> AIM OF THE EXERCISE
Restate the listing below word for word, omitting any images.

> DATA FOR THIS TASK
----

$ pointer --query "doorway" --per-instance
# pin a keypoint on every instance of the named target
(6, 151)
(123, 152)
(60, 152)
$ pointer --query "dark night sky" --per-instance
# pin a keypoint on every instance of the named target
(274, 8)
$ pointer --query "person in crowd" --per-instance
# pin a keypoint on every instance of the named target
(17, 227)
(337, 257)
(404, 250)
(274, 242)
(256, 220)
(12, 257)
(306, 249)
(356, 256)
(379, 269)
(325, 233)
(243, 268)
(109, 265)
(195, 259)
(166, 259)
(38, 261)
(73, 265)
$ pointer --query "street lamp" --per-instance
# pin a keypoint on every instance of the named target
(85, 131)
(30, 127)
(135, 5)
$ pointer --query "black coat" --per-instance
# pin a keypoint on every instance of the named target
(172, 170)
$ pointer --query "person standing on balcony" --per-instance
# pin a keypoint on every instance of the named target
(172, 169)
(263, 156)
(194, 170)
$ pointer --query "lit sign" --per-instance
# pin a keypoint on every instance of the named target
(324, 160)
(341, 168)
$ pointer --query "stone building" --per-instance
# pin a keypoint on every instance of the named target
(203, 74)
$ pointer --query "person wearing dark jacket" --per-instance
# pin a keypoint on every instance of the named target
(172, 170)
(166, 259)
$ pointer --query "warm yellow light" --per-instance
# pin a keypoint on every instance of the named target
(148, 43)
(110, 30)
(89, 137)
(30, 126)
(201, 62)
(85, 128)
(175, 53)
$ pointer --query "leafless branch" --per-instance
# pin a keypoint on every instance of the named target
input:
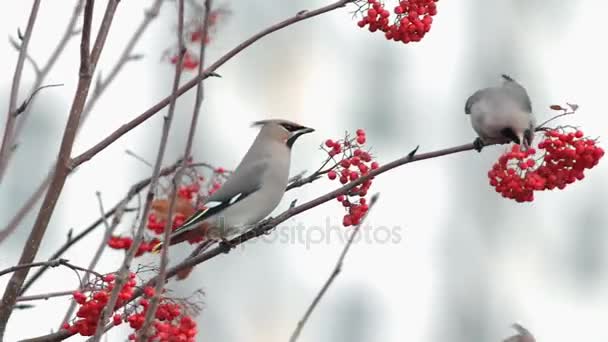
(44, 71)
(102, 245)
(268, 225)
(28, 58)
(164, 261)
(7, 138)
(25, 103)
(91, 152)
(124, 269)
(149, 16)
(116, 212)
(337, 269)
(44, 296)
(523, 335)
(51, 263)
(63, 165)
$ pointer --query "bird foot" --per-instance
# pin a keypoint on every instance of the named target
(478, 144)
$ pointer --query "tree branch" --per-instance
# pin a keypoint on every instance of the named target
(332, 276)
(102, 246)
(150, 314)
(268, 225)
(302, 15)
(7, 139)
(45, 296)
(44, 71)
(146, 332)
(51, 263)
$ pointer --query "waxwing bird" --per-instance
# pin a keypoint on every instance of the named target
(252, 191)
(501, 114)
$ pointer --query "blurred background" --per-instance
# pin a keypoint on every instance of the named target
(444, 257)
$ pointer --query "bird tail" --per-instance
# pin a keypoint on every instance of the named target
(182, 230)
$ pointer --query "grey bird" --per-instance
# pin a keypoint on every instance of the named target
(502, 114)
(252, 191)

----

> FULL SOLUTION
$ pointer --query "doorway" --per-instance
# pin a keypoint on every instance of the named target
(6, 151)
(123, 152)
(60, 152)
$ pointer --query "dark night sky" --per-instance
# pin a keypoint on every instance of the named target
(274, 8)
$ pointer --query "person in crowd" --per-instance
# pin a keypoint on every instance of the named target
(17, 227)
(337, 257)
(404, 250)
(274, 242)
(256, 220)
(12, 257)
(306, 249)
(356, 256)
(379, 269)
(325, 233)
(243, 268)
(109, 265)
(195, 259)
(166, 259)
(38, 261)
(73, 265)
$ pointer --query "street lamp" --per-instance
# pin a keypoint on every instance of the named target
(85, 131)
(30, 127)
(135, 5)
$ pointer --query "black coat" --per-instance
# pin a keypoint on every instance of the named target
(172, 170)
$ pointer --query "person standing on balcony" --per-instance
# pin a keypoint on every instance of the named target
(172, 169)
(263, 156)
(194, 170)
$ pointer --query "lit sign" --per-instance
# pin a keypoint on every instance of the named target
(324, 160)
(341, 168)
$ pointer --query "stone building" --per-instance
# pin a keypoint on every instance of the named target
(203, 74)
$ pointer --query "person wearing dark jacket" --per-instance
# pin a keypoint on every instance of the named target
(172, 170)
(166, 259)
$ pointer --query "warm yellow light" --per-instance
# pin a keypoint on every instance of the named target
(148, 43)
(110, 30)
(89, 137)
(30, 126)
(201, 62)
(85, 128)
(175, 53)
$ pointer --query "leafless branch" --per-instance
# pin a keypoint on every instance of the named target
input:
(44, 71)
(102, 245)
(268, 225)
(28, 58)
(164, 261)
(7, 138)
(25, 103)
(91, 152)
(124, 269)
(149, 16)
(116, 212)
(337, 269)
(44, 296)
(523, 335)
(51, 263)
(63, 165)
$ pointer --query "bird foot" --per-instance
# pin a keypoint on every instance of the named target
(478, 144)
$ pointer --query "tree branch" --per-instance
# pin a keypoint on every instance of the named target
(332, 276)
(102, 246)
(150, 314)
(268, 225)
(302, 15)
(7, 139)
(45, 296)
(44, 71)
(146, 332)
(51, 263)
$ pointer --query "waxwing bird" --per-instance
# pin a keypoint on every instance of the named target
(252, 191)
(501, 114)
$ pointer --query "blurred background" --per-instance
# pin a keypoint on every instance of the named target
(444, 257)
$ pointer --query "bird tail" --per-instance
# pin a keypoint on every instance of the named target
(182, 230)
$ pointer --query "grey bird" --per-instance
# pin a keypoint on every instance of the named target
(502, 114)
(252, 191)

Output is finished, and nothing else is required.